*Data to examine*
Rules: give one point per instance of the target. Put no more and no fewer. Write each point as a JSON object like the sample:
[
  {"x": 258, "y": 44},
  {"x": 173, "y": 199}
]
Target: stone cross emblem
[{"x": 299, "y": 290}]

*What to work on*
Starting from the first line above, copy the data through to the last line exactly.

*Answer for the task*
Rules: give one point per instance of the target. Put no more and no fewer. Write each point as a JSON object like the sample:
[
  {"x": 258, "y": 44},
  {"x": 173, "y": 199}
]
Target: stone cross emblem
[{"x": 299, "y": 290}]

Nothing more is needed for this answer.